**Source**
Reference is next made to FIGS. 1 and 9 to describe the toner powder feed. The toner powder is applied to the periphery of the electrostatic printing drum 52, which rotates in the direction indicated by arrow A, by means of a toner applicator roller indicated generally by reference numeral 72, which rotates in the opposite direction indicated by arrow B and receives toner powder from a hopper indicated generally by reference numeral 74 mounted on the tops of the side walls 11 and 12.
The toner applicator roller 72 comprises a plurality of stationary magnets 75 and a rotatable cylinder 76 extending around the magnets 75 and is located below a toner outlet opening defined by the bottom of a toner hopper outlet indicated generally by reference numeral 78.
More particularly, the toner hopper outlet 78 comprises a fixed rear wall 80 and an adjustable front wall 82, which is formed with a rear face 84, facing inwardly of the toner hopper outlet and extending downwardly to a doctor blade or edge 85 in promixity to the periphery of the toner applicator roller cylinder 76.
On rotation of the toner applicator roller cylinder 76 in the direction indicated by an arrow B, the toner powder is caused by the magnets 75 to adhere to the periphery of the cylinder 76 and is carried around therewith, the amount of the powder withdrawn from the toner hopper outlet 78 by the toner applicator roller 72 being determined by the spacing of the bottom of the doctor blade 85 from the cylinder 76.
In addition, the toner powder which remains within the toner hopper outlet 78 is constantly agitated by rotation of the cylinder 76.
More particularly, the toner powder at the bottom of the toner hopper outlet 78 is displaced by the rotating cylinder 76 in the peripheral direction of the latter but cannot all pass below the doctor blade 85. Therefore, some of this displaced powder is deflected upwardly by the face 84 of the front wall 82. This upwardly deflected powder then circulates, in the manner of a horizontal vortex and as indicated by arrows C (FIG. 9), to produce a constant agitation of the toner powder in the toner hopper outlet 78. Such agitiation prevents the phenomena of arching and agglomeration of the toner powder in the toner hopper outlet 78 which, as known to those skilled in the art, can be troublesome, in particular, when a single component toner powder is employed. This agitation is enhanced by a preferred arrangement of magnets and toner hopper parts. The magnets drawn in this arrangement are satisfactory and are used in this arrangement because they are readily available this way. However it has been found that the effect is enhanced if the doctor blade edge lies at about 60 degrees outwardly from vertical with reference to the axis of the cylinder 76 and the lower edge of the wall 80 lies at about 15 degrees inwardly with respect to the same axis. Ideally there should be a magnet adjacent each of these lower edges. Further, both the wall 80 and the rear face 84 of the doctor blade should be vertical although the face 84 can be tilted inwardly in the range 0-7 degrees without significantly affecting the formation of the vortex.

**Short problem 1**
Filter the records down to the lines that contain the string "roof", and copy each of those lines in full.

**Material for this task**
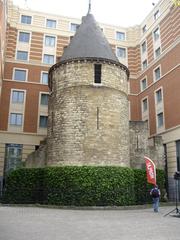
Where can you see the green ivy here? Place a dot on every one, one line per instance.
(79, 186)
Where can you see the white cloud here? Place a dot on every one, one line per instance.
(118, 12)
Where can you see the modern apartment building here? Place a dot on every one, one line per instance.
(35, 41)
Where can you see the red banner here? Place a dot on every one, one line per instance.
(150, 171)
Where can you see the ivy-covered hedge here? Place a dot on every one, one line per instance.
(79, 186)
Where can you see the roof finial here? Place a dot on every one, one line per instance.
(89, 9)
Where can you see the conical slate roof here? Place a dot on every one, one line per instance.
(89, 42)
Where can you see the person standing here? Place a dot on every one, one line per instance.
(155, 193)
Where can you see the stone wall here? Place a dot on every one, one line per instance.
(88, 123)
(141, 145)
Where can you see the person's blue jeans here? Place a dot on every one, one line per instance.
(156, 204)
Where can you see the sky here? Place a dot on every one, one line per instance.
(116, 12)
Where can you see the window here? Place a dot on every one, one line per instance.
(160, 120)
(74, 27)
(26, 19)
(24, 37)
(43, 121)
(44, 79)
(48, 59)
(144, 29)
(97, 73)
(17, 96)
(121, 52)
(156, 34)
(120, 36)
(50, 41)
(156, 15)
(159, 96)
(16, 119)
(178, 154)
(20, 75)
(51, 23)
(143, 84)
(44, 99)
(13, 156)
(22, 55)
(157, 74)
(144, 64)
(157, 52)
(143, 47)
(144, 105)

...

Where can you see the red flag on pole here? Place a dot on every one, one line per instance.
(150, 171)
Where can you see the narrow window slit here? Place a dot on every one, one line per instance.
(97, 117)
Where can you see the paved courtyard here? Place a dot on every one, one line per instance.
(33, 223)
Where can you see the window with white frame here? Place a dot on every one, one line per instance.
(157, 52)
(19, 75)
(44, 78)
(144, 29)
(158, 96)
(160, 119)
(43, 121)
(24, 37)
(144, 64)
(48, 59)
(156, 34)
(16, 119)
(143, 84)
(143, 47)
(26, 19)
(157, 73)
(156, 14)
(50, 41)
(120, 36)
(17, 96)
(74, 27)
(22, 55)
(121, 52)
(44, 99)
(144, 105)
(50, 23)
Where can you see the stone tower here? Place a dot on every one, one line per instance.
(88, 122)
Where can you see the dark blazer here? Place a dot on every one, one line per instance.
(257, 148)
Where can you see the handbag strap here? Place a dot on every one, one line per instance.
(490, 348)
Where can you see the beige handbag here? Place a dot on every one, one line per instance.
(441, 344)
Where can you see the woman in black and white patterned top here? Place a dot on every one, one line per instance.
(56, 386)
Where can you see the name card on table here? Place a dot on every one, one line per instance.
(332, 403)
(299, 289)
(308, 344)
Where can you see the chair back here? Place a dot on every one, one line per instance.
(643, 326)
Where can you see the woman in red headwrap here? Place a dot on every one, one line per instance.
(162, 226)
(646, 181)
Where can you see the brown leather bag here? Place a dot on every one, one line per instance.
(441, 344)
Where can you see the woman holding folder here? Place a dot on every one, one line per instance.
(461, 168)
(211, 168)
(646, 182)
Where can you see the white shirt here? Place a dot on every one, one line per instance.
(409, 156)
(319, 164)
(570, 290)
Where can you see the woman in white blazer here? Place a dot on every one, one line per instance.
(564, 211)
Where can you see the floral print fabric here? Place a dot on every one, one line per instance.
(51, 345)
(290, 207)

**Short problem 2**
Answer these questions from the toner feed passage:
(a) In which direction does the toner applicator roller rotate relative to the electrostatic printing drum?
(b) What determines how much powder the toner applicator roller withdraws from the toner hopper outlet?
(c) Within what range can the face 84 be tilted inwardly without significantly affecting the formation of the vortex?

**Complete response 1**
Where can you see the roof finial here? Place a dot on every one, one line per instance.
Where can you see the conical slate roof here? Place a dot on every one, one line per instance.

**Complete response 2**
(a) In the opposite direction, indicated by arrow B.
(b) The spacing of the bottom of the doctor blade 85 from the cylinder 76.
(c) 0-7 degrees.